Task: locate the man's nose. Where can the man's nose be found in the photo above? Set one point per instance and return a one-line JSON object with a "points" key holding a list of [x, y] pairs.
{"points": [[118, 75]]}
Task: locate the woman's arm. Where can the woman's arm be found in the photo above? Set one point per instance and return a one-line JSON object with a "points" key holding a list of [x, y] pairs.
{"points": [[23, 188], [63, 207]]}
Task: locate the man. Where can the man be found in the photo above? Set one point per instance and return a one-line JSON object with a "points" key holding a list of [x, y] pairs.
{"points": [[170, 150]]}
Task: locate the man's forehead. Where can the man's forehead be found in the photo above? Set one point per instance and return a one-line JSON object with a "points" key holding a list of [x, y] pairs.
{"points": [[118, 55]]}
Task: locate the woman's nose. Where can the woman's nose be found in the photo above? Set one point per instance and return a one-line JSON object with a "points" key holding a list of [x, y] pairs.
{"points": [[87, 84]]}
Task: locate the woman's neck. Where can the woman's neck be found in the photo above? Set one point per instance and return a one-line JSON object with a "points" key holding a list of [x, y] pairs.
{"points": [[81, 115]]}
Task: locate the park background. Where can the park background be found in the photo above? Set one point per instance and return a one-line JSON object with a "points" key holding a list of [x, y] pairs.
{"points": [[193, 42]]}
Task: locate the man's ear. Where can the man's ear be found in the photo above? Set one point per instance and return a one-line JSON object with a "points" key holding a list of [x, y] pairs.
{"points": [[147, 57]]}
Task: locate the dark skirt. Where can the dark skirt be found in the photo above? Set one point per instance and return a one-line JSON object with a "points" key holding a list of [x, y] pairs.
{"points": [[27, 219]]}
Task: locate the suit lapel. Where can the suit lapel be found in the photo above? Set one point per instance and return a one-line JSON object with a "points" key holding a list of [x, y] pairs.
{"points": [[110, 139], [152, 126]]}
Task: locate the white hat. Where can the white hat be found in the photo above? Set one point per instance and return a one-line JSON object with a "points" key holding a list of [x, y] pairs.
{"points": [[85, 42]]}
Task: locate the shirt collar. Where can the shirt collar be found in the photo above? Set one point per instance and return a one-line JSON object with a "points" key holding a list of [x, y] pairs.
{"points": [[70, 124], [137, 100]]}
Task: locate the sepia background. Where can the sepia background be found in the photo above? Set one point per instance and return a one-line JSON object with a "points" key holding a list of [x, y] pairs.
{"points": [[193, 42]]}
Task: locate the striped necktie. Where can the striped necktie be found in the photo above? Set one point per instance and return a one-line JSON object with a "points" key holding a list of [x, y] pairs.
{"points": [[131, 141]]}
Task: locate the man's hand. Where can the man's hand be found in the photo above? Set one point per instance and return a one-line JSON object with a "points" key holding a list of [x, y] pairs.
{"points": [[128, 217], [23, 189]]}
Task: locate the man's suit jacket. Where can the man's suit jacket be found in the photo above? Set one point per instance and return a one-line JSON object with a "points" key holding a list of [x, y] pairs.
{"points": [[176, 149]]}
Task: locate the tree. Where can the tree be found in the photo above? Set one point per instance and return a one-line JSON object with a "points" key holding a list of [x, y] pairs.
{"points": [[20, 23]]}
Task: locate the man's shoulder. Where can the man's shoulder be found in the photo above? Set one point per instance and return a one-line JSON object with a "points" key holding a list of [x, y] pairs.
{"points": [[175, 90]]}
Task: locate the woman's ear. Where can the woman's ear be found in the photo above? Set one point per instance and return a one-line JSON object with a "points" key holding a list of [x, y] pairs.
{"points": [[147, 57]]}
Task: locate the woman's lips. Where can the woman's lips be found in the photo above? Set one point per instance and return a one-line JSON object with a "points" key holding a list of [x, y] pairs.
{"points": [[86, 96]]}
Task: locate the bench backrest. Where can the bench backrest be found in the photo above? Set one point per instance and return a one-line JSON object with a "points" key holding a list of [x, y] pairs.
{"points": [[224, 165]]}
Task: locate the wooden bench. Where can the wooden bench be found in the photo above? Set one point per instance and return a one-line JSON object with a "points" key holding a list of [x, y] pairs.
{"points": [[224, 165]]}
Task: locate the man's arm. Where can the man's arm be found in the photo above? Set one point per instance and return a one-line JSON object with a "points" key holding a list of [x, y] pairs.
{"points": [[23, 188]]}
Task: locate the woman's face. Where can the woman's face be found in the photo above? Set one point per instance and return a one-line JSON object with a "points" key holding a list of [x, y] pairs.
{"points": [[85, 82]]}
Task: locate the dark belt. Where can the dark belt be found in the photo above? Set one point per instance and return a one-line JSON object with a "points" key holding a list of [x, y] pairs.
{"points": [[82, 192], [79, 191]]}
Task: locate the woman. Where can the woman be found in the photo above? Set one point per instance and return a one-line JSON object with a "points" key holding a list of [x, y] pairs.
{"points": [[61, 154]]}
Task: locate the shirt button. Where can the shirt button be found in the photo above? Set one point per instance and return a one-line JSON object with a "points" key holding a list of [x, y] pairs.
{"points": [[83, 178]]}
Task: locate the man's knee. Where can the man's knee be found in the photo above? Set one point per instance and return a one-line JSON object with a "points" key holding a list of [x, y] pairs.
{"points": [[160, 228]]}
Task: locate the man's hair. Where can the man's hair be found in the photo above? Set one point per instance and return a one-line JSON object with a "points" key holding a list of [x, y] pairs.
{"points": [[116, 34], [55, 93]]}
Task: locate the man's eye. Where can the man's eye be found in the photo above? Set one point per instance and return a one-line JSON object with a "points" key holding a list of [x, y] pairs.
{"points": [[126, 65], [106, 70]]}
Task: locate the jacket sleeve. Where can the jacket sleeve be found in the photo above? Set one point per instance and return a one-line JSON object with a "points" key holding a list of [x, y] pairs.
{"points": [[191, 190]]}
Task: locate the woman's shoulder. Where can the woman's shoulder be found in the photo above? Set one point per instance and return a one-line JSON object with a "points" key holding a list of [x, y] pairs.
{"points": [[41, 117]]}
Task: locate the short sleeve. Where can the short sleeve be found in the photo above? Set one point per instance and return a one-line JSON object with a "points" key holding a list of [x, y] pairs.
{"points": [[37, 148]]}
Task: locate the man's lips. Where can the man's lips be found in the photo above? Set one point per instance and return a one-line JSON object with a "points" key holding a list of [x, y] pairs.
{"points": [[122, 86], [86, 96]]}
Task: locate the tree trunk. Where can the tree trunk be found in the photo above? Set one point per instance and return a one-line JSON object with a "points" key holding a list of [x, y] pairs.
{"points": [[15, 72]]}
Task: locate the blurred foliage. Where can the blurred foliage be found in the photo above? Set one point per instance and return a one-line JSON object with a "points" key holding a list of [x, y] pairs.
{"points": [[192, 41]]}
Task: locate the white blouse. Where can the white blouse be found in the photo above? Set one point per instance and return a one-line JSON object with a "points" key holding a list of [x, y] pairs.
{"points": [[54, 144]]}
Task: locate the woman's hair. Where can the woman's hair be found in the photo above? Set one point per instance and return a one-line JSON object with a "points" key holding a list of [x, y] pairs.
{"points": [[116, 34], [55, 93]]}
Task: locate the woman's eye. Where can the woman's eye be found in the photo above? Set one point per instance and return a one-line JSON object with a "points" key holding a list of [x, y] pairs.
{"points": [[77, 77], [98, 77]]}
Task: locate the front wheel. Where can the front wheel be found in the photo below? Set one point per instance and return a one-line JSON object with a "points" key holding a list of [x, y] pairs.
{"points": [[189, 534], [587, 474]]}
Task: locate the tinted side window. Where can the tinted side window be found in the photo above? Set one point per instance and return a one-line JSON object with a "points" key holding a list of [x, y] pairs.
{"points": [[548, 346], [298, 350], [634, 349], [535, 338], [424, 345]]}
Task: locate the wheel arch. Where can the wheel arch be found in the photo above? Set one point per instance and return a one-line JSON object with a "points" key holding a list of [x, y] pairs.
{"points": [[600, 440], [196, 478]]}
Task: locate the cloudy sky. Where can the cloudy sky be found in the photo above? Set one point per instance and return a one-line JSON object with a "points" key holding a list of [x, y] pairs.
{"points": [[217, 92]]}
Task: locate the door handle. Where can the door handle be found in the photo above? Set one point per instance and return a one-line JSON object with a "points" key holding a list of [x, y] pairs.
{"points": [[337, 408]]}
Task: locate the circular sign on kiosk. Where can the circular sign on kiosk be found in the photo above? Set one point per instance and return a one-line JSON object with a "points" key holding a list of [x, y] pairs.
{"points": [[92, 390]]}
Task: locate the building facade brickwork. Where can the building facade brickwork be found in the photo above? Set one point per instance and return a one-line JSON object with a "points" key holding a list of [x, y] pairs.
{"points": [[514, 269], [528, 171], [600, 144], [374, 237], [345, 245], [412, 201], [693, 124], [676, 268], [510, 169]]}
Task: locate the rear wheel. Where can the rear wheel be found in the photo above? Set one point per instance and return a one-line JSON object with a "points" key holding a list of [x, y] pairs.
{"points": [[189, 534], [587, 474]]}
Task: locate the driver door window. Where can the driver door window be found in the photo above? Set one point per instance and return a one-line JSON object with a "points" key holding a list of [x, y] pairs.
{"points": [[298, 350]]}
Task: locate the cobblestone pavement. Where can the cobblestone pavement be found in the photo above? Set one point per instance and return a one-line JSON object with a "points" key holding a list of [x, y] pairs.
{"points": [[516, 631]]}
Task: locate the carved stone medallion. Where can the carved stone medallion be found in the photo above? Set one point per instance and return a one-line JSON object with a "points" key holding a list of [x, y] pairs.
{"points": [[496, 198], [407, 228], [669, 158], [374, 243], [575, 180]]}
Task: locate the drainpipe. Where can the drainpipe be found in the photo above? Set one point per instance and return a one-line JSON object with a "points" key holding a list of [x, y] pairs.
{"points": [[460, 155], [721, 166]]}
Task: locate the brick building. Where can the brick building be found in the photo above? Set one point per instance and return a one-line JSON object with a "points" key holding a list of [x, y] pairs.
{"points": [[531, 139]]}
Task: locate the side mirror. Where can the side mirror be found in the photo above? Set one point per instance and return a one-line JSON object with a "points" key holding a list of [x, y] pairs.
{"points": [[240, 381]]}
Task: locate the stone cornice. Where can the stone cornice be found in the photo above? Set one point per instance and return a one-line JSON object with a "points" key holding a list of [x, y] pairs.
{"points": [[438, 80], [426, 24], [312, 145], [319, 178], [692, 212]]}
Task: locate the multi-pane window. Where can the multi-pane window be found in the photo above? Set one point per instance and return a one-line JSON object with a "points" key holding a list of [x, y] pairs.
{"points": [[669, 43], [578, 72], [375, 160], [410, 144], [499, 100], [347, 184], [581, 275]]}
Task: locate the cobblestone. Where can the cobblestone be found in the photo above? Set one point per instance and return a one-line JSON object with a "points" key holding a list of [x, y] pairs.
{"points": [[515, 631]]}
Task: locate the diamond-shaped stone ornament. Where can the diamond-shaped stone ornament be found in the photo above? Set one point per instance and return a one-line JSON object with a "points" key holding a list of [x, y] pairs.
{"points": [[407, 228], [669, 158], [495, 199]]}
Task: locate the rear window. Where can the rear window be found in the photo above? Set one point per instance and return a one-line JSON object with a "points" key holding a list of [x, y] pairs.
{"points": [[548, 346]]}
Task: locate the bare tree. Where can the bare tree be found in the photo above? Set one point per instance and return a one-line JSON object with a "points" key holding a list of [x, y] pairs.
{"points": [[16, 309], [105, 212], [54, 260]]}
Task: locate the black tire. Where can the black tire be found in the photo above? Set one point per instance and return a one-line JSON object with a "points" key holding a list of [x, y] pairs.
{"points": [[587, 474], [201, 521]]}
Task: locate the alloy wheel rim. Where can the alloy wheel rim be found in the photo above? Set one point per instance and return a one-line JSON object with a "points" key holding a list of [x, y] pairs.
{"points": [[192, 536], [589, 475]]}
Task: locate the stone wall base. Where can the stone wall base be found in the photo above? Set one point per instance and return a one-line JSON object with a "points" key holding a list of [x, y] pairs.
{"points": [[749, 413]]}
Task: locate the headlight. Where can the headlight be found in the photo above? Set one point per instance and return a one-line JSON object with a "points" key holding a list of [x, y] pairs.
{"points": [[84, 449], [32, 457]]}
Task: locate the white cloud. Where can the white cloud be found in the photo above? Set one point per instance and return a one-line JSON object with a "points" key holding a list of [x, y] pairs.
------------------------------------
Repeat only the lines from the one holding "Task: locate the black" through the last line of the data.

Task: locate the black tire. Where can the black tire be found in the photo above? Set one point per instance and return a one-line JSON object with a "points" key holding a list of [x, y] pairs.
{"points": [[587, 474], [201, 521]]}
Task: locate the alloy wheel rim. Where can the alloy wheel rim be found in the photo above? Set one point per instance and return a one-line JSON object with a "points" key holding a list of [x, y] pairs.
{"points": [[192, 536], [589, 475]]}
Task: locate the stone wall base. Where can the stone wall base be found in the photo above? Set one point per instance and return a one-line JSON object with a "points" key holding a list of [x, y] pairs.
{"points": [[749, 413]]}
Task: locate the headlight. Where can the headlight be found in the photo above? Set one point per instance and return a one-line JSON object with a "points" key holding a list of [x, y] pairs.
{"points": [[84, 449], [32, 457]]}
Task: locate the white cloud. Where can the white cloud be found in the photo above? Set one point per instance and return a one-line JSON object with a "points" key holding a list of [x, y] pairs.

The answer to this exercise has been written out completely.